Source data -
=== Section Start ===
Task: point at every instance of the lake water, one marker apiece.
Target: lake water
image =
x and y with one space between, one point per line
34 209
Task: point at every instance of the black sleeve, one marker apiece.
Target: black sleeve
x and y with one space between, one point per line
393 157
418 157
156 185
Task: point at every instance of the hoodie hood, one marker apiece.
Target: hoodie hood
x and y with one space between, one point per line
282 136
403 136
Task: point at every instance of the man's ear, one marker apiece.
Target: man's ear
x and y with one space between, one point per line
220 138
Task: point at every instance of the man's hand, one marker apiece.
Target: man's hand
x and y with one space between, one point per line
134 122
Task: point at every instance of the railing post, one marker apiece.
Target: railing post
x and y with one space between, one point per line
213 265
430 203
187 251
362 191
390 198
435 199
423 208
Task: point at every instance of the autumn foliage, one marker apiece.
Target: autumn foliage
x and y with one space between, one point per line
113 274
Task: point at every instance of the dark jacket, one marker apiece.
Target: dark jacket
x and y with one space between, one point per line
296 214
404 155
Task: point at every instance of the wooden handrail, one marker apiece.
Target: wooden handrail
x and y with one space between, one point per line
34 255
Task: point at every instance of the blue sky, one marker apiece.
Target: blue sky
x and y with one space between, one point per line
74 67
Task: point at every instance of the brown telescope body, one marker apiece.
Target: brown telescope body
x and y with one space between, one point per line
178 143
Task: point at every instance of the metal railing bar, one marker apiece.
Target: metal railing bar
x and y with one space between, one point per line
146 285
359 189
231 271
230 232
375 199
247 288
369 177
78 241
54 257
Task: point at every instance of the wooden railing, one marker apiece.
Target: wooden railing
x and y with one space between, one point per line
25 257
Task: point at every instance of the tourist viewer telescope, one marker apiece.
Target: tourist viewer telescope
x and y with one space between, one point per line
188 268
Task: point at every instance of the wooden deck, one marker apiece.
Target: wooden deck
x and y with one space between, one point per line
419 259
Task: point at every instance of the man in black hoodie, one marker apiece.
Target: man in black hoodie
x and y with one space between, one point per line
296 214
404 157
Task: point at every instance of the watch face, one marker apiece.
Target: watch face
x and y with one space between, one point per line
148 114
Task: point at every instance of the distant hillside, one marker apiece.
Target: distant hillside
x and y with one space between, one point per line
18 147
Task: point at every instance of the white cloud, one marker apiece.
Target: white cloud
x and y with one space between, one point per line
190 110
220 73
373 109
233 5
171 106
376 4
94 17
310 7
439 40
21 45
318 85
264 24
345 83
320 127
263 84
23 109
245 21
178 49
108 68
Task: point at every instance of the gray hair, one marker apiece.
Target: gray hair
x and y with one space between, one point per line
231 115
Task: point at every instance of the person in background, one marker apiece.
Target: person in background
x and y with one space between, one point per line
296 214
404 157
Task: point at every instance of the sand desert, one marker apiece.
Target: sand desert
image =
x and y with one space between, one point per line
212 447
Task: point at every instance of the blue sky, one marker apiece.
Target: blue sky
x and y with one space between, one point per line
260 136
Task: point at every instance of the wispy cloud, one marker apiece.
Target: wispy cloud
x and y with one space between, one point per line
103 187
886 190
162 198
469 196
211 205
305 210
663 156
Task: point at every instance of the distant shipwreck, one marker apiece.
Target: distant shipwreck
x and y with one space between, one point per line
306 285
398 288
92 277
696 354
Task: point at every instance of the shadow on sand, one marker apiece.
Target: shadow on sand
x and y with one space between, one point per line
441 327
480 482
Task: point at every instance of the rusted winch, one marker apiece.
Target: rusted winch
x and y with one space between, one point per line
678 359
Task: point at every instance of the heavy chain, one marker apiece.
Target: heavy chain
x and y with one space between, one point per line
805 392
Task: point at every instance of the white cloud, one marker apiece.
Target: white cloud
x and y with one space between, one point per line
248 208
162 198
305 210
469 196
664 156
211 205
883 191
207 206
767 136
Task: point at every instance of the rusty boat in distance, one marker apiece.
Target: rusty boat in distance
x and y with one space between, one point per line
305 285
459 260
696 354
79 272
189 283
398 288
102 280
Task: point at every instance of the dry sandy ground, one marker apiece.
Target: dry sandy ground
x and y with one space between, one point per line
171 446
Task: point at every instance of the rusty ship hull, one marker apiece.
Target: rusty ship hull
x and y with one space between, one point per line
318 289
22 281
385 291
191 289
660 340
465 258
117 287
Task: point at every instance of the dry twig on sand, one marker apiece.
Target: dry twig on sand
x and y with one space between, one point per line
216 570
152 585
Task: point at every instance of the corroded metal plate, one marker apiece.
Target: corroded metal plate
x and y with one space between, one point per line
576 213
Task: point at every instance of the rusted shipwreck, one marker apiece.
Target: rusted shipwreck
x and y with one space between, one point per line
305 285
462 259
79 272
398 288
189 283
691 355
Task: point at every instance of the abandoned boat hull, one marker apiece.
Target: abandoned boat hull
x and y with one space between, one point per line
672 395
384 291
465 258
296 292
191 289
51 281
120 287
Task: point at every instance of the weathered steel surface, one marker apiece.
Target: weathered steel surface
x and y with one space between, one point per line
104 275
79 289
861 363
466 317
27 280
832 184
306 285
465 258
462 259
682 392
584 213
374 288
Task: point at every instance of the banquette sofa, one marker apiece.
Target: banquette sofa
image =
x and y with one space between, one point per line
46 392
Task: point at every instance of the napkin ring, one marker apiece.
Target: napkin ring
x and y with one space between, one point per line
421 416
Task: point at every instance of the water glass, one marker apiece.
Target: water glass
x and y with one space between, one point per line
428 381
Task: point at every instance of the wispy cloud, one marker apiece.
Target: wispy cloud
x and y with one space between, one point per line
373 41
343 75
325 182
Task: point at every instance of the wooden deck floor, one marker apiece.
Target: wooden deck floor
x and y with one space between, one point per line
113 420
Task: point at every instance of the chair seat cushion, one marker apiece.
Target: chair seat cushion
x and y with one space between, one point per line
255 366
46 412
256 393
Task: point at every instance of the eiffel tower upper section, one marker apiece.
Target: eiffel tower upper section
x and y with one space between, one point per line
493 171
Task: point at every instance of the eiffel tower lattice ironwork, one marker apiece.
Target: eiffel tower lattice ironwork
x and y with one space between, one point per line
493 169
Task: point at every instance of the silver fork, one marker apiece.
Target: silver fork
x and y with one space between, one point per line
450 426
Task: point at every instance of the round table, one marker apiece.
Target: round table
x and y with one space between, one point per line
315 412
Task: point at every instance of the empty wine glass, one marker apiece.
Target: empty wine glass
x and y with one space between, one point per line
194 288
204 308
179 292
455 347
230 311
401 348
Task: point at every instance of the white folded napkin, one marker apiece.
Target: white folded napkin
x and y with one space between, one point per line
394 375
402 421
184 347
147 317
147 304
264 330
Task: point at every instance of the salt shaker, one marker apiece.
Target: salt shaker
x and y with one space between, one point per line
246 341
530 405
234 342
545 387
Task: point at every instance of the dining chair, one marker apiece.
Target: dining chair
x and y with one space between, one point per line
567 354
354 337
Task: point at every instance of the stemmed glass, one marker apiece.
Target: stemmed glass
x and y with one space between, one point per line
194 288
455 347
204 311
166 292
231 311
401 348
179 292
=== Section End ===
TASK ITEM -
What you return must match the records exactly, down to the last line.

REPLY TO THE EXERCISE -
Task: point at every instance of the lake water, one marker apiece.
Target: lake water
image =
x and y with one space between, one point per line
34 209
Task: point at every instance of the black sleeve, one marker apiece.
Target: black sleeve
x and y with one space between, one point per line
393 157
418 157
156 185
Task: point at every instance of the hoodie hood, one marker apiece.
Target: hoodie hood
x and y with one space between, one point per line
282 136
403 136
Task: point at every instance of the man's ear, one marker apiece.
Target: man's ear
x and y with one space between, one point per line
220 138
Task: point at every instance of the man's hand, one marker apiece.
Target: man's hand
x and y with one space between, one point per line
134 122
Task: point at every instance of the railing post, one marker apiece.
Target: railing post
x and y with one space between, one point per line
213 265
430 203
187 251
362 191
390 198
435 199
423 208
Task: point at every instance of the autumn foliage, one marker apiece.
Target: autumn foliage
x and y with one space between, one point per line
113 274
Task: point at every instance of the dark jacket, one marker apiece.
Target: dark jacket
x and y with one space between, one point per line
296 214
404 155
Task: point at every instance of the wooden handrail, one marker apiece.
Target: wooden handrail
x and y with one space between, one point per line
34 255
Task: point at every instance of the blue sky, one marker apiece.
Target: blue sky
x and y with one space between, one point per line
74 67
Task: point at every instance of the brown telescope body, one marker apiece.
Target: brown telescope body
x and y with one space between, one point per line
178 143
Task: point at every instance of the metal railing bar, one marker apiece.
Target: metal railing bar
x and y with one space between, one point per line
146 285
359 189
231 271
230 232
375 199
247 288
369 177
78 241
54 257
Task: point at every instance of the wooden railing, one marker apiece.
Target: wooden railing
x and y with one space between, one point per line
25 257
Task: point at every instance of the tourist viewer telescope, one marker apiece.
Target: tourist viewer telescope
x and y with one space between, one point per line
188 268
Task: point at every instance of the wooden deck, one marker apiece.
Target: wooden deck
x and y with one space between, one point per line
419 259
Task: point at every instance of the man in black hoodie, one marker apiece.
Target: man in black hoodie
x and y with one space between, one point per line
296 214
404 157
Task: point at every instance of the watch face, one marker apiece.
Target: watch face
x and y with one space between, one point per line
148 114
Task: point at every instance of the distant hillside, one marker apiece.
Target: distant hillside
x and y with one space between, one point per line
18 147
Task: point at every instance of the white cloud, one marker apiece.
Target: white cloud
x and y with one space between, one point per line
190 110
220 73
373 109
233 5
171 106
376 4
94 17
310 7
439 40
21 45
318 85
264 24
345 83
320 127
263 84
23 109
245 21
178 49
108 68
Task: point at every instance of the gray hair, one marker apiece.
Target: gray hair
x and y with one space between, one point per line
231 115
Task: point at every instance of the person in background, one marker apiece.
Target: person in background
x and y with one space between, one point per line
296 214
404 157
Task: point at every instance of the sand desert, one marker apiece.
Target: sand desert
image =
x and y with one space between, one point per line
212 447
Task: point at every instance of the blue sky, one marker apiece.
Target: blue sky
x and y with one space between, one point per line
260 136
Task: point at every instance of the wispy cloud, one marker apiece.
Target: wispy cloud
x and y with one space between, one point per line
103 187
886 190
162 198
469 196
211 205
305 210
663 156
Task: point at every instance of the distant shipwreck, one marker apiece.
Target: distant shipwreck
x and y with one space between, one point per line
306 285
398 288
92 277
696 354
Task: point at every instance of the shadow on sand, one marker apiece.
Target: shadow on sand
x and y with one space between, one point per line
441 327
480 482
Task: point at every instance of the rusted winch, one marker apiece.
Target: rusted winch
x and y with one space between, one point per line
678 359
Task: point at every instance of the heavy chain, one marker apiece.
Target: heavy chain
x and y with one space between, one point per line
805 392
Task: point at every instance of the white cloud, one marker apiece.
Target: white cloud
x and y with one space between, one point per line
248 208
162 198
305 210
469 196
664 156
211 205
883 191
207 206
767 136
Task: point at every instance of the rusty boat in distance, one marker apiece.
Target: rusty boat in distance
x and y with one space between, one point per line
305 285
459 260
696 354
79 272
189 283
398 288
102 280
Task: point at every instance of the dry sandy ground, one marker apiece.
Target: dry sandy ground
x and y with one space between, one point per line
171 446
Task: point at every instance of the rusty ship hull, one marker apiece.
Target: rusty ship hull
x and y with one space between, one point per line
318 289
22 281
385 291
191 289
660 340
465 258
117 287
Task: point at every instance of the dry twig on sand, one marker apiece.
Target: dry twig on sand
x and y with one space between, one point per line
216 570
152 585
Task: point at every instance of the corroded metal plate, one marker apiece.
Target: corroded metal plate
x and y with one space between, one point per line
576 213
Task: point at every instance of the rusted shipwreck, one marker apiece.
Target: rusted shipwreck
x and y with one space between, one point per line
305 285
462 259
79 272
398 288
189 283
691 355
Task: point at every instance of the abandoned boat hull, one marker apiece.
Target: abandoned boat hull
x and y with one space between, one point per line
672 395
384 291
465 258
296 292
191 289
51 281
120 287
Task: point at every instance of the weathered steel surface, one marker apiece.
Target: weathered steel surface
x and y with one space between, one point per line
104 275
79 289
861 363
466 317
27 280
832 184
306 285
465 258
462 259
682 392
584 213
374 288
Task: point at every instance of the banquette sofa, one marker apiece.
Target: banquette sofa
image =
x and y with one space between, one point per line
46 392
Task: point at every instance of the napkin ring, one marker apiece.
Target: napkin ring
x and y with one space between, one point per line
421 416
Task: point at every instance of the water glass, one marker apiece.
Target: water glass
x and y with one space between, one point per line
428 381
Task: point at every instance of the wispy cloud, one marker apiece.
Target: wispy cloud
x and y with one space between, one point per line
373 41
343 75
325 182
Task: point at every instance of the wooden deck floor, one marker apiece.
Target: wooden deck floor
x and y with one space between, one point per line
113 420
Task: point at every instance of the chair seat cushion, one marker apiece.
Target: chair seat cushion
x and y with one space between, one point per line
255 366
46 412
256 393
Task: point at every instance of the eiffel tower upper section, one marker apiece.
Target: eiffel tower upper section
x and y with one space between, one point per line
493 171
Task: point at every instance of the eiffel tower lattice ironwork, one marker apiece.
Target: eiffel tower lattice ironwork
x and y with one space between, one point per line
493 169
Task: point at every instance of the silver fork, one marker apiece.
Target: silver fork
x and y with one space between, one point per line
450 426
Task: point at every instance of the round table, one marker apiece.
Target: round table
x and y with one space between, one point per line
315 412
Task: point at every instance of the empty wine glass, one marker apiece.
Target: empty wine glass
x and y with one space between, one point per line
194 288
204 308
179 292
455 347
230 311
401 348
Task: point at every instance of the white folded napkin, one marker apiece.
Target: white folded napkin
x and y with one space between, one point per line
394 375
402 421
184 347
147 317
147 304
264 330
Task: point at every instance of the salt shaker, one marker apiece.
Target: salt shaker
x and y with one space between, one point per line
246 341
530 405
234 342
545 387
Task: point at every instance of the dining chair, one marker apiece.
Target: dining chair
x and y with one space between, one point per line
567 354
354 337
Task: point at every instance of the stemmed glass, one marker apiece.
Target: stemmed glass
x and y with one space between, one point per line
194 288
455 347
204 311
166 292
231 311
401 348
179 292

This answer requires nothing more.